• [List of tasks]:
1. Do these statements agree with the blog post below on the eye health call to action? Answer yes or no for each, and quote the words of the post that decide it. (a) The consultation ended last September. (b) The writer interviewed Mike Bewick about the consultation. (c) Mike Bewick said an action plan would come late this year.
2. The writer of the blog post below on the eye health call to action jokingly claims Mike vowed the consultation would escape three fates. List all three.
3. Continue the blog post below on the eye health call to action, starting after its final sentence.

• [Excerpt provided]:
::::::::

- Post date:
- Wednesday, 30 September 2015
Twelve months, 8760 hours, 525,600 minutes, 31,536,00 seconds – so many ways to describe a year.
And if you are Mike Bewick, deputy medical director of NHS England, you might have some explaining to do. Last year, he was very keen to promote a call to action initiative
aimed at improving eye health and reducing sight loss.
It was an ambitious initiative that urged patients and professionals to help shape the future of services and care across the country.
The consultation ended last September and like a deflated MP that cruelly lost his seat at the last election, we haven’t heard a lot about it since.
It started off so well. I even got the chance to interview the amenable Mike about the importance of this exercise and he vowed that this consultation would not be lost, buried or even filed under missing and last seen in a bin near you. Okay, I made that bit up. But he did say that we should expect to see an action plan early this year.
I know I wear glasses, but even I can see an action plan when it is put in front of me.
So, why are we waiting?
David Amess MP recently asked about it in Parliament and guess what, there has been some er action.

::::::::

• [Listed records]:
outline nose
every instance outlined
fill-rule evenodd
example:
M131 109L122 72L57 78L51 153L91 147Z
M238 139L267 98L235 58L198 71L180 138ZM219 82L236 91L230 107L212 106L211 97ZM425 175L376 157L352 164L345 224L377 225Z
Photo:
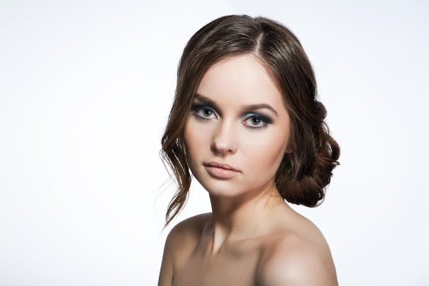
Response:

::::::::

• [Responses by task]:
1.
(a) Yes: "The consultation ended last September"
(b) Yes: "I even got the chance to interview the amenable Mike about the importance of this exercise"
(c) No: "he did say that we should expect to see an action plan early this year"

2.
lost
buried
filed under missing and last seen in a bin near you

3.
Alistair Burt, on behalf of the Department said that while NHS England had not formally published its findings, some key themes had emerged
- a desire to see a greater delivery of care in the community
- a call for greater patient and user involvement in service redesign, particularly with more engagement of third sector organisations
- recognition that care pathways for eye health disorders needed to better reflect opportunities for health promotion
- greater awareness of reablement/rehabilitation for service users with visual impairment and sight loss
Mr Burt added that there was also feedback highlighting the need for a review of IT systems across England, to better support integration of the eye sector in both community and hospital services.
The Department of Health said that NHS England has discussed the findings with commissioners and stakeholders, and work is underway to “develop local and national responses to the findings as part of NHS England’s business plan for 2015/16.”
So now you know. Still it would be good to see a bit more movement, I mean" Call for Inaction", doesn’t quite have the same ring to it, does it?